◆ **Problem details**: Please return every line in the material below that contains the word "acacia", copying each line in full.

◆ **Supplied records**:
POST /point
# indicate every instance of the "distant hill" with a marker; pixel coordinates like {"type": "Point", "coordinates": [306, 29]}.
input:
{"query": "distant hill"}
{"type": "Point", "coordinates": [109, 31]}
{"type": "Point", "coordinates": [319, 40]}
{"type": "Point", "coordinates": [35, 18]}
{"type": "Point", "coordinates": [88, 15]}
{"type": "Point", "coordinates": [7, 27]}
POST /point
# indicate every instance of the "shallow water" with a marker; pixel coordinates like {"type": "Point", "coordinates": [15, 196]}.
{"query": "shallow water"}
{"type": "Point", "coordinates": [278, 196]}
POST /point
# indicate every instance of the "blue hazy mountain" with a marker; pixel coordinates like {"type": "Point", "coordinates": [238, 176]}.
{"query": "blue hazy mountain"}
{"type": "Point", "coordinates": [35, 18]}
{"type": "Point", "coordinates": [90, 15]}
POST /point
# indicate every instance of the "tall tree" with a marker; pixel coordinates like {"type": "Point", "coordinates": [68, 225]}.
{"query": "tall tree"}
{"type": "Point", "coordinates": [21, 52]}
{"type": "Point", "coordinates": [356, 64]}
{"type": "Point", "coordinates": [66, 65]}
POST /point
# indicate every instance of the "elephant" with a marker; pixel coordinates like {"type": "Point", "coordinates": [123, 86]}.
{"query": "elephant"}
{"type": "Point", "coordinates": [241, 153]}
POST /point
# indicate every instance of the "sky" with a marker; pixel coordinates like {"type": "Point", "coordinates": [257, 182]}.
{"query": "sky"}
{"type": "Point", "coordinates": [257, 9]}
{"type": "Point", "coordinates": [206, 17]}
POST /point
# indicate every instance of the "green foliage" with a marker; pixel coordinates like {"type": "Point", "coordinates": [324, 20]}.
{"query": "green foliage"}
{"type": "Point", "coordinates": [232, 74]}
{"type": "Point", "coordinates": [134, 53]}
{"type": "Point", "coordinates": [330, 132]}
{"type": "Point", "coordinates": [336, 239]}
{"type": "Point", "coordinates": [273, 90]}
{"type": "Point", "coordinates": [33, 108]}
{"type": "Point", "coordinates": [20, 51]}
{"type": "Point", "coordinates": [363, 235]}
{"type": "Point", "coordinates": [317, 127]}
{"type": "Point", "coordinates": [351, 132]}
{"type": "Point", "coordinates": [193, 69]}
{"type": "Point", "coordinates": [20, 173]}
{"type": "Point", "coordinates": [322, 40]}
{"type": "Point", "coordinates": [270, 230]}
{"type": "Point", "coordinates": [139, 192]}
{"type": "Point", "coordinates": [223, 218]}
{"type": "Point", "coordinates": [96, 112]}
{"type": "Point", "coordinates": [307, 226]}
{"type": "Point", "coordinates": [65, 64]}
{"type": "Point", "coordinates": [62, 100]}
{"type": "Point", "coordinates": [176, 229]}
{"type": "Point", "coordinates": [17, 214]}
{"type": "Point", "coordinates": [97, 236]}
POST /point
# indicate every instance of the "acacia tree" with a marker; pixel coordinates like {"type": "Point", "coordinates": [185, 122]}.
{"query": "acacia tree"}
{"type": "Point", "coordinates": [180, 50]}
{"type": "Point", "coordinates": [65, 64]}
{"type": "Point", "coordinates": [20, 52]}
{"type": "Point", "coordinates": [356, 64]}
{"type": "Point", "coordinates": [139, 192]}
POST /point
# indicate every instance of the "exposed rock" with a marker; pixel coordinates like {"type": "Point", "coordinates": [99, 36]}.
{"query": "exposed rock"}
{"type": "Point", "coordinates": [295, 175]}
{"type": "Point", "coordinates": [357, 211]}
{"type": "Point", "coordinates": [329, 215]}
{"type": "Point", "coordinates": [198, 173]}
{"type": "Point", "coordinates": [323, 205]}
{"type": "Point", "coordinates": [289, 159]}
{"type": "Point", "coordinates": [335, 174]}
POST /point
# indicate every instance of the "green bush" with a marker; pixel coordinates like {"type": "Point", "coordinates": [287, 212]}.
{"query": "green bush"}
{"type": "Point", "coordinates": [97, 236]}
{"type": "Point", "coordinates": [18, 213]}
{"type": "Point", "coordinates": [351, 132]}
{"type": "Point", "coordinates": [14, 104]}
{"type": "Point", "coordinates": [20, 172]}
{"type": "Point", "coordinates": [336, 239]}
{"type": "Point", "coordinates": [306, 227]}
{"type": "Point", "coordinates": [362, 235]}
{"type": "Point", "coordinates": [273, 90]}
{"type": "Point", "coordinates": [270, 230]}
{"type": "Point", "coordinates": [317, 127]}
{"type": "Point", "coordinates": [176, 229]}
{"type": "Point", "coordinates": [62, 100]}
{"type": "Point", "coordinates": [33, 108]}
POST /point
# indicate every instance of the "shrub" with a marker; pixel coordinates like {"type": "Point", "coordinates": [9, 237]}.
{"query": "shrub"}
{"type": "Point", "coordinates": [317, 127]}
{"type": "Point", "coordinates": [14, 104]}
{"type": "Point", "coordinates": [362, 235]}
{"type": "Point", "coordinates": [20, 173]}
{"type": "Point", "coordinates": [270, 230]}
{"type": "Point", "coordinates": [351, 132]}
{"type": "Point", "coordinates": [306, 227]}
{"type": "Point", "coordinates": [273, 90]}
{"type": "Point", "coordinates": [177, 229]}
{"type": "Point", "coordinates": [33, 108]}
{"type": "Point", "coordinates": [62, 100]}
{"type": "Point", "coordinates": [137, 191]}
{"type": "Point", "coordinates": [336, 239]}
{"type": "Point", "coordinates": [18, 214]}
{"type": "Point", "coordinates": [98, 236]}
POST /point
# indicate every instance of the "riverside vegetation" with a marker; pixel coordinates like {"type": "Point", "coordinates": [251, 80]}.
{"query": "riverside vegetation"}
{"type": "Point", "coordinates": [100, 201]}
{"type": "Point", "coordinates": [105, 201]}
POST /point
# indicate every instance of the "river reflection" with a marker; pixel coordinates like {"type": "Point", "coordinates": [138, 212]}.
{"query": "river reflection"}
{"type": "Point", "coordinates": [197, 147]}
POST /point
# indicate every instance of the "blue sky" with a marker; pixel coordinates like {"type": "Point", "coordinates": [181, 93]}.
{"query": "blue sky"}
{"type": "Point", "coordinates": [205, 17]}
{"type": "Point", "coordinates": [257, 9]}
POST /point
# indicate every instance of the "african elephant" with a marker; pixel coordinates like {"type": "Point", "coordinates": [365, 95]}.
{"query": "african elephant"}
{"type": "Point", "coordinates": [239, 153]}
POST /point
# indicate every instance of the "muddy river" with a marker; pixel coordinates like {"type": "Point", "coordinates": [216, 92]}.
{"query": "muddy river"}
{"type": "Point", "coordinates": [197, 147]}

◆ **Output**:
# indicate every instance of the "acacia tree" with a marker; pixel coordinates like {"type": "Point", "coordinates": [185, 122]}.
{"query": "acacia tree"}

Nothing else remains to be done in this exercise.